◆ **WRITTEN EXERCISE 1**
Reproduce verbatim the part of the contract terms text starting with "4. Delivery Terms" and going on through "Commerce in Paris.".

Start of SUPPLIED PASSAGE

2.5. If, under the laws of the country of origin of the offered goods or its part, issuance of an export or re-export license is required, the effect of each offer, order or contract, as well as the following delivery of goods, is subject to issuance of such license. Until the issuance of that license, the Company is not in arrears with delivery of the goods.
3. Drawings and supporting documents
3.1. Information on weight, dimensions, performance parameters, prices set in catalogues and price sheets provided by the Company to the Customer are preliminary and informative. They become binding, if explicitly stated in the Contract.
3.2. Upon the request of the Customer, the Company will deliver, not later than at the beginning of the warranty period (in accordance with clause 11 of the GTC), information and drawings (except for the production drawings) with details sufficient for the Customer to put the delivered equipment into operation and maintain it.
3.3. The owner and holder of the intangible rights related to the drawings, technical supporting materials, software and other objects and materials that the Company gave to the Customer before or after conclusion of the Contract remains the Company’s (or a supplier of the Company or another third party) and disposing with them is regulated by the provision of clause 3 of the GTC.
4. Delivery Terms
4.1. Unless agreed otherwise between the Parties in writing, the place and term of delivery are EXW according to INCOTERMS 2010 published by the International Chamber of Commerce in Paris.
4.2. Storage fees – if the Customer does not take over the ordered goods within the agreed term, the Company will charge it a storage fee in the amount of the actual costs for the storage incurred for the period after the handover deadline. If the goods are stored for longer than 20 business days, the Company will charge the storage fee in the form of advance payments after each calendar month. If an advance payment for goods is agreed in the Contract and the ordered goods cannot be sent to the Customer because the advance payment wasn’t made, this will be considered as storage for reasons on the side of the Customer as described in the text above, and all the consequences stated in this respect apply.

End of SUPPLIED PASSAGE

◆ **WRITTEN EXERCISE 2**
In the records, from their start through the line containing "Segment every instance of the wet", swap "instance" for "occurrence" and keep everything else the same. Give only those lines, without the pictures.

Start of RECORDS FOR THE EXERCISE

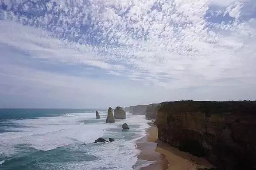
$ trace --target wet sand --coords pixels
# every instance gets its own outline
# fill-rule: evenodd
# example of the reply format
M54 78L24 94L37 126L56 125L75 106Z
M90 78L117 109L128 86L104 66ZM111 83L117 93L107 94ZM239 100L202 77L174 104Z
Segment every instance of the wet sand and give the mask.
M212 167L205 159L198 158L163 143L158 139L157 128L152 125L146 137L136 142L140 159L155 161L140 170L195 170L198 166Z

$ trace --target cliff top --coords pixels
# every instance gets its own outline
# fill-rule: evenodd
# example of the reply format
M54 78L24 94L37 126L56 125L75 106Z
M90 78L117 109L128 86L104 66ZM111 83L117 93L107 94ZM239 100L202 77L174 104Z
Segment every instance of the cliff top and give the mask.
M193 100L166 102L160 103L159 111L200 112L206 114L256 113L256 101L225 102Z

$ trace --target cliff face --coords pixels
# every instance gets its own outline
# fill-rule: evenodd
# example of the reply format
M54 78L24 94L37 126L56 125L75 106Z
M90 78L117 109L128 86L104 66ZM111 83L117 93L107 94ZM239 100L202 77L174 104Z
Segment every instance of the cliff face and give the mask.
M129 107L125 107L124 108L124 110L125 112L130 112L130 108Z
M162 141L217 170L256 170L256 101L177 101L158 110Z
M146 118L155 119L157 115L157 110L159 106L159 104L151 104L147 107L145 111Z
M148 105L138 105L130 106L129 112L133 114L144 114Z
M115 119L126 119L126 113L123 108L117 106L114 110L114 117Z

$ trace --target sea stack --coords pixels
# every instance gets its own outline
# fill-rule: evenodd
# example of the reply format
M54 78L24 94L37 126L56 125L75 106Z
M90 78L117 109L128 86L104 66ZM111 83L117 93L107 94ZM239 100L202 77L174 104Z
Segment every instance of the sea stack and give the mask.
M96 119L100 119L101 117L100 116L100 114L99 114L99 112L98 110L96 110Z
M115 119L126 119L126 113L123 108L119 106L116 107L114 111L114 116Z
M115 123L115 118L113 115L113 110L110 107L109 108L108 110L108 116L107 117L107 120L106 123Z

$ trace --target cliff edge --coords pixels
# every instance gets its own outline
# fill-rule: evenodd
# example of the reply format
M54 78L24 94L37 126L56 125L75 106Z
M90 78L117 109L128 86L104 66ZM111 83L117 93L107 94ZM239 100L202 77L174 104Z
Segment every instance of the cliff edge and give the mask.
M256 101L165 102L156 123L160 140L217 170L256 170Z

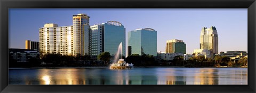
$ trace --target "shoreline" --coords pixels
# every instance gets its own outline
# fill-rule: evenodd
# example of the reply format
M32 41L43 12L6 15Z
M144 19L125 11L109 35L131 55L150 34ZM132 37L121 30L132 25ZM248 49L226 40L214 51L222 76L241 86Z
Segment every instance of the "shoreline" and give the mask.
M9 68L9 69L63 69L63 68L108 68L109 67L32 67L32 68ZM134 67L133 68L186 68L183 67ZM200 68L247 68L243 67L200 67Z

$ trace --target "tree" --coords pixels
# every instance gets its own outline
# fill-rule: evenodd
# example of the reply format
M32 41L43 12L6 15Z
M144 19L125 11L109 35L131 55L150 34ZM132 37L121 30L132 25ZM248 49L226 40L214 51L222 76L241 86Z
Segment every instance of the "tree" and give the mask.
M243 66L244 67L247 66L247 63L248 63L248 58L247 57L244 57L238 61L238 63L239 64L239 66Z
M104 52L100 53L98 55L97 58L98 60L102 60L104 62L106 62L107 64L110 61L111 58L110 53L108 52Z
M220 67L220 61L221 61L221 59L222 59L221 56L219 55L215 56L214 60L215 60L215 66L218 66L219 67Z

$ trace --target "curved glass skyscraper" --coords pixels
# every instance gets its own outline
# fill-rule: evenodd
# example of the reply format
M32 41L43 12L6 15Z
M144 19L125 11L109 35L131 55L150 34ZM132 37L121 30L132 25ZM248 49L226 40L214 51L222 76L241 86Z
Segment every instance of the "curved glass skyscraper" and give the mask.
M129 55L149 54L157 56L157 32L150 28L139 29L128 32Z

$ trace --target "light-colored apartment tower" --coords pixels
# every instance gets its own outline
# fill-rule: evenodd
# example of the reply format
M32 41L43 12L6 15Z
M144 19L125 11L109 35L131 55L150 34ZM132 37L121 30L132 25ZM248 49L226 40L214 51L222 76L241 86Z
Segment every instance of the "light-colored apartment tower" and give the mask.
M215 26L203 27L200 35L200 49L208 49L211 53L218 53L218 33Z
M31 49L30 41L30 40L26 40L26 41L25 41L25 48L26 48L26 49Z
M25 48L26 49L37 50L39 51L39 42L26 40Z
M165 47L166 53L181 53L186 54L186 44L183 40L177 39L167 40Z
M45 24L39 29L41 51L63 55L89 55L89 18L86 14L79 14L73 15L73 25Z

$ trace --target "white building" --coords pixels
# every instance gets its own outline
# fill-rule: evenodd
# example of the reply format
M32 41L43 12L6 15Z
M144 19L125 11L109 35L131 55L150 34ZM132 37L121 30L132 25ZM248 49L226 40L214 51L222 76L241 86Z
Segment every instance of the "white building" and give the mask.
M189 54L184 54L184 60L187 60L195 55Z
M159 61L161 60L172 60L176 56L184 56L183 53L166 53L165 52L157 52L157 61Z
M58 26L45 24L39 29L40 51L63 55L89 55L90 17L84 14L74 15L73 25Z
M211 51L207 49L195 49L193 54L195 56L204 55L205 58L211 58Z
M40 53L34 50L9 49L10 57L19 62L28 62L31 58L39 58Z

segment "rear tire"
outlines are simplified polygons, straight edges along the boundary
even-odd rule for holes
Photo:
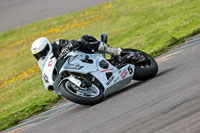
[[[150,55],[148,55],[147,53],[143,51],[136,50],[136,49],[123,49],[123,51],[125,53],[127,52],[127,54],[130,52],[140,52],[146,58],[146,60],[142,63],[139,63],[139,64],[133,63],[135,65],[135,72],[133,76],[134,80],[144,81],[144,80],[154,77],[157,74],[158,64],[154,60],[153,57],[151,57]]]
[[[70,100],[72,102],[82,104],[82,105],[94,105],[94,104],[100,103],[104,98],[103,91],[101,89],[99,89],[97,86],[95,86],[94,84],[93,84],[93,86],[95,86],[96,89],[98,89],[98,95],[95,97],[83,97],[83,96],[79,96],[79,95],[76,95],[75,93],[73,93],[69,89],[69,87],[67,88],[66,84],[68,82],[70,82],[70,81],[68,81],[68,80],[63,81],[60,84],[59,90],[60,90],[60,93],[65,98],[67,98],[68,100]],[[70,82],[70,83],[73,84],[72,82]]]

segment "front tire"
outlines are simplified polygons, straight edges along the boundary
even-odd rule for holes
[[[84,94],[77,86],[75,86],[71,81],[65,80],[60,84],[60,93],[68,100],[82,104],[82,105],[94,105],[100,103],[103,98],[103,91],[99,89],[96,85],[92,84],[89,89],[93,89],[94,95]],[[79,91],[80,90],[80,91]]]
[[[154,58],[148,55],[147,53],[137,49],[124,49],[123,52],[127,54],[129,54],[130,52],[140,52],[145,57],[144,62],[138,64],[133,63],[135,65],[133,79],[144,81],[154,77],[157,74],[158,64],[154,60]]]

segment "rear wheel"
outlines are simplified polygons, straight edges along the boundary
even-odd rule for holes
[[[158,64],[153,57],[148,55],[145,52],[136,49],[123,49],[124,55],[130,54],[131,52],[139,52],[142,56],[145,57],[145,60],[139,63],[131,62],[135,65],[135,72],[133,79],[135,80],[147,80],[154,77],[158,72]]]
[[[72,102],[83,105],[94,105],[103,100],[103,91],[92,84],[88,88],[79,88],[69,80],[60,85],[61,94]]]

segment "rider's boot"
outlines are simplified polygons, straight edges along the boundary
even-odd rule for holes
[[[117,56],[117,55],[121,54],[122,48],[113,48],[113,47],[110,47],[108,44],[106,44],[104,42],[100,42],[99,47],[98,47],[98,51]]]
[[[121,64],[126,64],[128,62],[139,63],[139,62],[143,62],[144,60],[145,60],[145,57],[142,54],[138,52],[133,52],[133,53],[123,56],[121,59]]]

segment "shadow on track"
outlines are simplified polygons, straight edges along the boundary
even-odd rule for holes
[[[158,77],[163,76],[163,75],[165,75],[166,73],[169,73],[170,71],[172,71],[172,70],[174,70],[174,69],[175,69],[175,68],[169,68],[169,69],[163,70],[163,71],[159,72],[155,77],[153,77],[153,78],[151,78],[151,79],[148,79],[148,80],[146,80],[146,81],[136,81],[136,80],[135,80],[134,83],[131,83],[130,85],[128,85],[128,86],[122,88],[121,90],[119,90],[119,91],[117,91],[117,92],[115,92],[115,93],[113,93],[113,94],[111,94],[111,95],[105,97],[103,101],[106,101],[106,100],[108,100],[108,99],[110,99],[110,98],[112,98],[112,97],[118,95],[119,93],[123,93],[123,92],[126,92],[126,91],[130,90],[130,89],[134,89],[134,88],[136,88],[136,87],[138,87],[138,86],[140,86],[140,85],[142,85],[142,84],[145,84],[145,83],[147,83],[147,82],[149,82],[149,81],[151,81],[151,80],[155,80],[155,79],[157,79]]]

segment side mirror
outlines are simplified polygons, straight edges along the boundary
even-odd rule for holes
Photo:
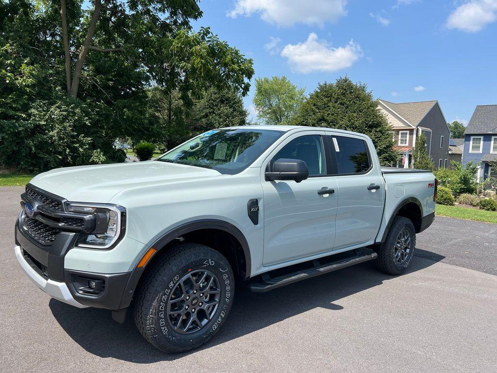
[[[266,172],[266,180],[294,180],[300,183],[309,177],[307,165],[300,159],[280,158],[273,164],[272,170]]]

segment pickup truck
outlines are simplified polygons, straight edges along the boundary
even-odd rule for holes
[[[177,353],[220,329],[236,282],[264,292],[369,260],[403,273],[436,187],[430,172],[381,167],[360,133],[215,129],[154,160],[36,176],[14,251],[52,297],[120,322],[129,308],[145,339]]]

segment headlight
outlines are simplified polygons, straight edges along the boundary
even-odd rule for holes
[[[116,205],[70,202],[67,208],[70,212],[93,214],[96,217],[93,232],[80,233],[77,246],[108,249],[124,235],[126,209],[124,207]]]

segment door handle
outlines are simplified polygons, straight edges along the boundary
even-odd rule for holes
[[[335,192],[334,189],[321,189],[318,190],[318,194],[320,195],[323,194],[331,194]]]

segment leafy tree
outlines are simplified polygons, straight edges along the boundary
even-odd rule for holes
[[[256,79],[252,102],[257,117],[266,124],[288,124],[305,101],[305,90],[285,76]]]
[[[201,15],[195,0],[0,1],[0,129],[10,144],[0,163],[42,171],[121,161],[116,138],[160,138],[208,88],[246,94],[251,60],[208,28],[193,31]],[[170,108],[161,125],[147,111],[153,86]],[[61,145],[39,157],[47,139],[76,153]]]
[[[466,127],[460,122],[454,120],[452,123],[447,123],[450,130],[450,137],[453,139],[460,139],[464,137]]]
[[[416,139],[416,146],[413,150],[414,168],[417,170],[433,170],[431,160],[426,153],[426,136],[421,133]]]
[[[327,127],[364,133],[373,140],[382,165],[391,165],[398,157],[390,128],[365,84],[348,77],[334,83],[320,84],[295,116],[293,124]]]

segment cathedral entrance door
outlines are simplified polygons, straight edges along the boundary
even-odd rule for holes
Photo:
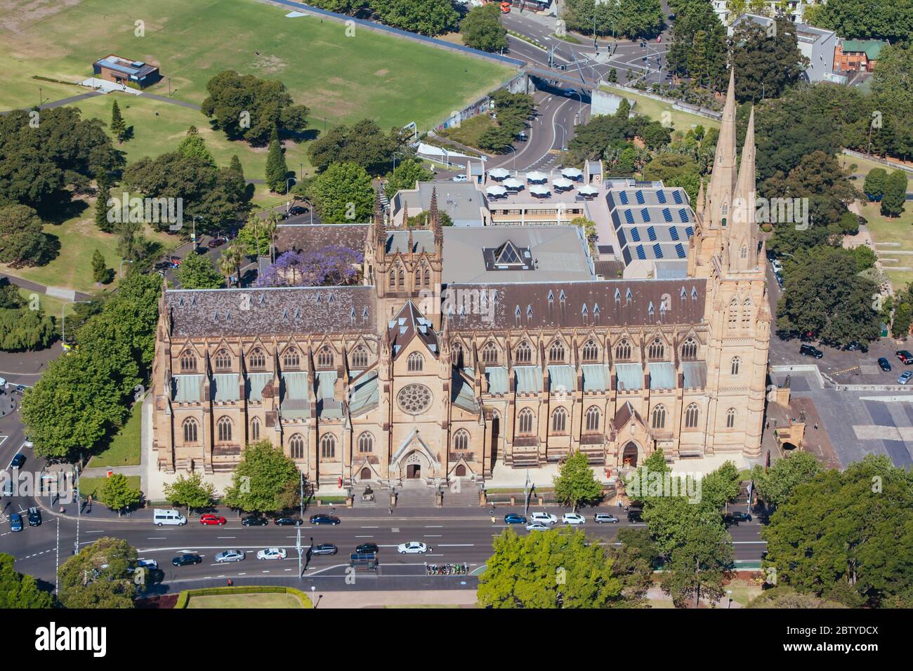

End of RECORDS FOR THE EXERCISE

◆ **RESULT 1**
4. Delivery Terms
4.1. Unless agreed otherwise between the Parties in writing, the place and term of delivery are EXW according to INCOTERMS 2010 published by the International Chamber of Commerce in Paris.

◆ **RESULT 2**
$ trace --target wet sand --coords pixels
# every occurrence gets its own outline
# fill-rule: evenodd
# example of the reply format
M54 78L24 94L37 126L56 125L75 106Z
M90 78L117 109L128 86L104 66ZM111 83L117 93L107 94ZM239 100L202 77L174 104Z
Segment every occurrence of the wet sand and give the mask.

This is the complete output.